Aim of the exercise: Starting at the top of the records below, write out each line exactly as it stands, stopping after the line with "Category: the white car"; exclude the pictures.

Materials provided:
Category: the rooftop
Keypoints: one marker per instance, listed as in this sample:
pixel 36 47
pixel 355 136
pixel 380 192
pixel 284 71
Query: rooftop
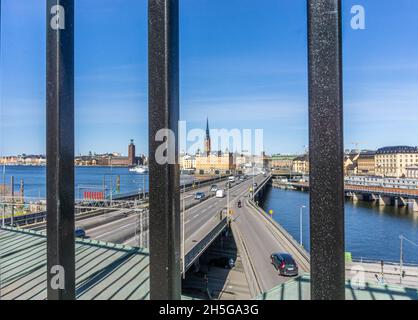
pixel 397 149
pixel 299 289
pixel 103 271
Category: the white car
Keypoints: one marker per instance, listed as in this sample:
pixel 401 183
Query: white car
pixel 220 193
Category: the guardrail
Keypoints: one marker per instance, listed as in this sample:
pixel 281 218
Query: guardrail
pixel 281 234
pixel 249 268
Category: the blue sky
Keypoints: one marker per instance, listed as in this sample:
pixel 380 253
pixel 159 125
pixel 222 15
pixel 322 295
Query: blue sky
pixel 243 64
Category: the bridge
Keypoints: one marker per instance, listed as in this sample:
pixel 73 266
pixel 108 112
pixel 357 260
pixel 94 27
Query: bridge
pixel 116 233
pixel 382 195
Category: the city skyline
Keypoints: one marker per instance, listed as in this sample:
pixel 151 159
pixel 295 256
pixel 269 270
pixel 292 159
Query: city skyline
pixel 237 75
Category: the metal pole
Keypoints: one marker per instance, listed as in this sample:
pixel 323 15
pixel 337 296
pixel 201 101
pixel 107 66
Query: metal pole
pixel 4 187
pixel 143 188
pixel 326 149
pixel 301 226
pixel 60 149
pixel 401 260
pixel 183 232
pixel 12 193
pixel 164 172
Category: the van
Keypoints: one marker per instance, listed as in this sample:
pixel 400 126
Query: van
pixel 220 193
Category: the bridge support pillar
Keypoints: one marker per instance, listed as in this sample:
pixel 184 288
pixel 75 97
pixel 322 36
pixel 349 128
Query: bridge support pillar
pixel 412 205
pixel 384 201
pixel 374 197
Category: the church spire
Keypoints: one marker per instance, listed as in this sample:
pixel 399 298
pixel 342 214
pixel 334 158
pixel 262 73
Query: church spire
pixel 207 128
pixel 207 139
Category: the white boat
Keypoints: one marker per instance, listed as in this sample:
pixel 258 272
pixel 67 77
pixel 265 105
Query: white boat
pixel 140 169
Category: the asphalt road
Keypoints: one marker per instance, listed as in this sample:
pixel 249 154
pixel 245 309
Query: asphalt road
pixel 261 243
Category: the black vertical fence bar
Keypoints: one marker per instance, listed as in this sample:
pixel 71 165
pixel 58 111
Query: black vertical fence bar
pixel 60 149
pixel 164 184
pixel 326 150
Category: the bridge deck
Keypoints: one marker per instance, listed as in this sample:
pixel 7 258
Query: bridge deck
pixel 299 289
pixel 103 271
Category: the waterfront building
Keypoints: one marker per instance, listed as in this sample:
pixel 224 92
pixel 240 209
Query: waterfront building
pixel 187 162
pixel 111 159
pixel 215 163
pixel 282 162
pixel 393 161
pixel 366 163
pixel 301 164
pixel 350 163
pixel 412 172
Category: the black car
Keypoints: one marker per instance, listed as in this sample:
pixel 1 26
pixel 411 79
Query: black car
pixel 222 262
pixel 199 196
pixel 285 264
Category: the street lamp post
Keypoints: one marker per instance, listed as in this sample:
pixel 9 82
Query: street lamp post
pixel 183 232
pixel 300 225
pixel 401 260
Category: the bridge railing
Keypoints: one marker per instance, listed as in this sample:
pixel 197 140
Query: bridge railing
pixel 203 244
pixel 300 252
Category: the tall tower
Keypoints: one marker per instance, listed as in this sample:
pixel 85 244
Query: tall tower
pixel 131 153
pixel 207 139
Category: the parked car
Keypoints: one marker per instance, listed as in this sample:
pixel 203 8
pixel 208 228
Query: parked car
pixel 220 193
pixel 285 264
pixel 80 233
pixel 222 262
pixel 199 196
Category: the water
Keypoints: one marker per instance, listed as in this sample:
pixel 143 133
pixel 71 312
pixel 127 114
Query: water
pixel 86 179
pixel 372 232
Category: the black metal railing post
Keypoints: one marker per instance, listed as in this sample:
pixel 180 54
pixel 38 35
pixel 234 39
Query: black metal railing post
pixel 60 149
pixel 326 150
pixel 164 174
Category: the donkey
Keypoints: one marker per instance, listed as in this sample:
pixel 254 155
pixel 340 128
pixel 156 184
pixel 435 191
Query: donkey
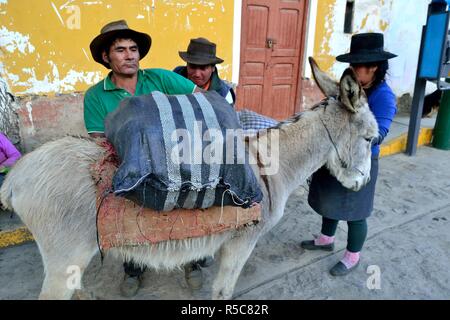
pixel 52 191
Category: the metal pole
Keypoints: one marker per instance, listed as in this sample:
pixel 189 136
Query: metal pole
pixel 416 107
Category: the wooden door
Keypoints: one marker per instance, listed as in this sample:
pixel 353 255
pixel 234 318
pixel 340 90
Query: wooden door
pixel 271 50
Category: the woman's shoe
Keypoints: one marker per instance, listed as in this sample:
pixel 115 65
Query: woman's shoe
pixel 311 245
pixel 341 270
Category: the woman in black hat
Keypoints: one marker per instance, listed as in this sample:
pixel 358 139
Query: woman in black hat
pixel 326 195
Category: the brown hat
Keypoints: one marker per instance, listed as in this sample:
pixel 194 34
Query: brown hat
pixel 201 52
pixel 366 48
pixel 115 30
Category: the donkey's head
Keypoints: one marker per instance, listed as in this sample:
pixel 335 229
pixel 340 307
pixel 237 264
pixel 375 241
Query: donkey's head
pixel 350 129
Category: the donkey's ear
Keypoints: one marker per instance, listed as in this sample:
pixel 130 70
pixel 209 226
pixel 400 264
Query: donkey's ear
pixel 350 91
pixel 327 85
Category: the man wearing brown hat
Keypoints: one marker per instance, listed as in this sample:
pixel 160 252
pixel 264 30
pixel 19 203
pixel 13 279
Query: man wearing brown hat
pixel 119 48
pixel 201 68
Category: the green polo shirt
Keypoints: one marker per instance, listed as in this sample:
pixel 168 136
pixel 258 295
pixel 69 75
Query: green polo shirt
pixel 104 97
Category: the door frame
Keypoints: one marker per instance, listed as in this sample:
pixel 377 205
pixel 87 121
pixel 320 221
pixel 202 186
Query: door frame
pixel 306 46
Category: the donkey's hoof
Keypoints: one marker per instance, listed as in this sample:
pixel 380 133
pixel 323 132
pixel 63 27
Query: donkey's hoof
pixel 193 275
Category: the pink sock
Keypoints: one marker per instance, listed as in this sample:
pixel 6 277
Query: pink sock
pixel 323 240
pixel 350 259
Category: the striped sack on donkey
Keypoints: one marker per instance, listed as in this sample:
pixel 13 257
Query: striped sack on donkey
pixel 180 151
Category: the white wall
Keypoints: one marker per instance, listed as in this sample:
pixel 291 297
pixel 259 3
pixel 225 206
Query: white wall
pixel 401 22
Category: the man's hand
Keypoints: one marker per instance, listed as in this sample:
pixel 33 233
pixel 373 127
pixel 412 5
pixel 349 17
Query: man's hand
pixel 4 169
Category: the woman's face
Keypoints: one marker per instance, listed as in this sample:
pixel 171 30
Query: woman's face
pixel 365 74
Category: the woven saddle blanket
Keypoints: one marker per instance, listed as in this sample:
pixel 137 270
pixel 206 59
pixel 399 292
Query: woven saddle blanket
pixel 122 222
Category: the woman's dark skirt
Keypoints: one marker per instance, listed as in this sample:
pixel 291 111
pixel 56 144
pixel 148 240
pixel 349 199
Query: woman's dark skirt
pixel 330 199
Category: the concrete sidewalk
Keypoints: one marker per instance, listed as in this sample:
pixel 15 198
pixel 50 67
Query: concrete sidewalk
pixel 406 255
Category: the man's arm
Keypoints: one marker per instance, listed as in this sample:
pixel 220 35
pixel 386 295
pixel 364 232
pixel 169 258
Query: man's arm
pixel 94 115
pixel 96 135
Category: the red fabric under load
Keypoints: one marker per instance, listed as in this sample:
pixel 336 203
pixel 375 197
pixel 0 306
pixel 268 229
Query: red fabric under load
pixel 122 222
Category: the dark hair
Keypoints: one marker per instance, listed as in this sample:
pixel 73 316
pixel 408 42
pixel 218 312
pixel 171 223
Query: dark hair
pixel 380 73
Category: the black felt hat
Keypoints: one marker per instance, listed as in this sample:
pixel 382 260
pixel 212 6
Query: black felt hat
pixel 115 30
pixel 200 52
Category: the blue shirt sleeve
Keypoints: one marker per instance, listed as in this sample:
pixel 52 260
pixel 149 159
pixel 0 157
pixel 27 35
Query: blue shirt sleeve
pixel 382 103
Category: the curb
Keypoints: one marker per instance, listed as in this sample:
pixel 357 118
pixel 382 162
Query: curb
pixel 397 145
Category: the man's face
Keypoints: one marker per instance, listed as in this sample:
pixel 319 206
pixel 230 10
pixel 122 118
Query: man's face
pixel 123 57
pixel 199 74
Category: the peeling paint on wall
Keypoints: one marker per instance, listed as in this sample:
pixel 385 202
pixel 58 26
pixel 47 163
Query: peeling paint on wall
pixel 400 22
pixel 44 45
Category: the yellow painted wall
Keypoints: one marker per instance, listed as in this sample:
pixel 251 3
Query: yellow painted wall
pixel 44 44
pixel 324 30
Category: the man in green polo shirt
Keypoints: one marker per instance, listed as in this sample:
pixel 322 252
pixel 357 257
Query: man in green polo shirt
pixel 119 48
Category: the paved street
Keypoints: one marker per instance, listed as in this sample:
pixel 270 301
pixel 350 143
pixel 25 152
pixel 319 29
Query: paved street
pixel 406 255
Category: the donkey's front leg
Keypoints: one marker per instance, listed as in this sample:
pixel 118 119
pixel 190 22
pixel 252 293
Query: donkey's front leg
pixel 233 256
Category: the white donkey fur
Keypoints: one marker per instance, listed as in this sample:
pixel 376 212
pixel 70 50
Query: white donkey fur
pixel 52 191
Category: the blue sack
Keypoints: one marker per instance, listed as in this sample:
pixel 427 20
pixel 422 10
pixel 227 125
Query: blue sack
pixel 151 133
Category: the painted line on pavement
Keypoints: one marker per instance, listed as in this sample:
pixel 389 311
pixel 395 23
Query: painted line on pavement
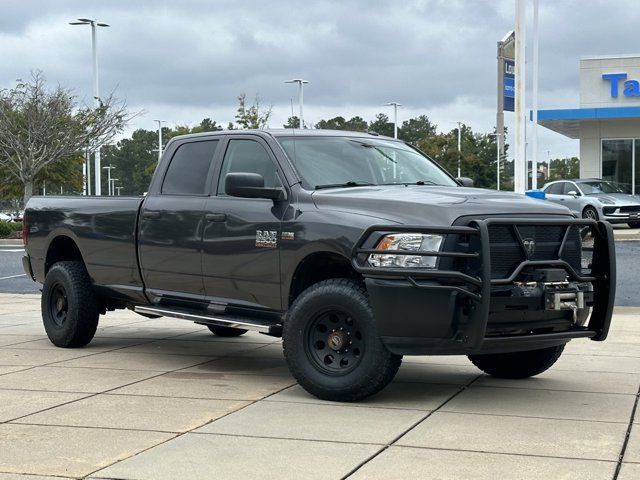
pixel 13 276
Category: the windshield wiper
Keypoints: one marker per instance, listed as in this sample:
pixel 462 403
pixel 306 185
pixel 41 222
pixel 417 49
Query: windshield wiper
pixel 419 182
pixel 350 183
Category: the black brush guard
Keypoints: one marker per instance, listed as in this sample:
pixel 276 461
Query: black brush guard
pixel 470 334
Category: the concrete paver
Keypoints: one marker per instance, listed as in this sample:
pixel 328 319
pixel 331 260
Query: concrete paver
pixel 208 385
pixel 65 451
pixel 222 457
pixel 137 413
pixel 16 403
pixel 316 422
pixel 401 463
pixel 527 436
pixel 603 407
pixel 60 379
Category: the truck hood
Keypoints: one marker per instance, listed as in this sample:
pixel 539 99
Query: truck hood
pixel 437 205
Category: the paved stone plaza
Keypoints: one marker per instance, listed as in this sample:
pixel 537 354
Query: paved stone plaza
pixel 165 399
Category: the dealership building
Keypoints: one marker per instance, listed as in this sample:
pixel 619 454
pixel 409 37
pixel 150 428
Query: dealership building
pixel 607 123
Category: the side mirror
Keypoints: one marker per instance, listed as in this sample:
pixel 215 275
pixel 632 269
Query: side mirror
pixel 250 185
pixel 465 181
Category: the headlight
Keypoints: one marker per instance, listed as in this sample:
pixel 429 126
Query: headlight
pixel 406 241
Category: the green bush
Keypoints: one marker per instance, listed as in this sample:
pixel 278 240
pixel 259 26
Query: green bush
pixel 5 229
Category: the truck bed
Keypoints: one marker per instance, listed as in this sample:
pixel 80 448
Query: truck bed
pixel 103 228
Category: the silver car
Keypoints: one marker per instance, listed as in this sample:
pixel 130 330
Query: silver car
pixel 597 199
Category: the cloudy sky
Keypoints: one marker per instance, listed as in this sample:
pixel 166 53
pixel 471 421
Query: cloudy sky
pixel 182 61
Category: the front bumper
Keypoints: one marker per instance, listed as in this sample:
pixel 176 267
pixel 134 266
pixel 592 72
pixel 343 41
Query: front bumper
pixel 421 311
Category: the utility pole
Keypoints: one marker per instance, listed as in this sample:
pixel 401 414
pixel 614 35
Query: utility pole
pixel 520 165
pixel 534 100
pixel 459 149
pixel 395 106
pixel 300 82
pixel 160 122
pixel 96 90
pixel 108 169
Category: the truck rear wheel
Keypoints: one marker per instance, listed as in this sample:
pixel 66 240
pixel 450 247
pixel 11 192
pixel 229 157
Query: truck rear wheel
pixel 517 364
pixel 226 331
pixel 332 346
pixel 69 308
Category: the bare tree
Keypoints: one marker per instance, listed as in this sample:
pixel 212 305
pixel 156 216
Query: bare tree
pixel 251 117
pixel 39 127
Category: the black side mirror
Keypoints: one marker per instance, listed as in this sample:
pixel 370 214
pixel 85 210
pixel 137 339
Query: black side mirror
pixel 250 185
pixel 465 181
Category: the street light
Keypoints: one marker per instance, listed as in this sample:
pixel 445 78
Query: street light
pixel 497 135
pixel 108 169
pixel 160 122
pixel 96 90
pixel 300 82
pixel 395 106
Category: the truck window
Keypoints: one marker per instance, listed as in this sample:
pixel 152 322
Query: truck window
pixel 248 156
pixel 187 172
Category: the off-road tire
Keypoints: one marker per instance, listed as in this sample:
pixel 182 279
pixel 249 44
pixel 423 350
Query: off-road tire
pixel 374 367
pixel 78 325
pixel 517 364
pixel 226 331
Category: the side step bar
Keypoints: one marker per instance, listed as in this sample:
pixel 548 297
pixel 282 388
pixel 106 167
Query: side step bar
pixel 262 326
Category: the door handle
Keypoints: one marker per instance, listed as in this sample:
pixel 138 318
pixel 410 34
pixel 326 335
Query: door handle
pixel 216 217
pixel 151 214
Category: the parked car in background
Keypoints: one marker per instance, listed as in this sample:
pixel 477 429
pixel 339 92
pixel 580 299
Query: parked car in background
pixel 596 199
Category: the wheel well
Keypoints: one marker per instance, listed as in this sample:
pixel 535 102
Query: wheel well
pixel 318 267
pixel 62 248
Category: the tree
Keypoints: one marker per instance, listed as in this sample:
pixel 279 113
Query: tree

Exercise answer:
Category: the rooftop
Keypoints: one marker per instance, listed as in this sample:
pixel 36 47
pixel 355 136
pixel 380 192
pixel 284 71
Query: rooftop
pixel 397 149
pixel 299 289
pixel 103 271
Category: the white car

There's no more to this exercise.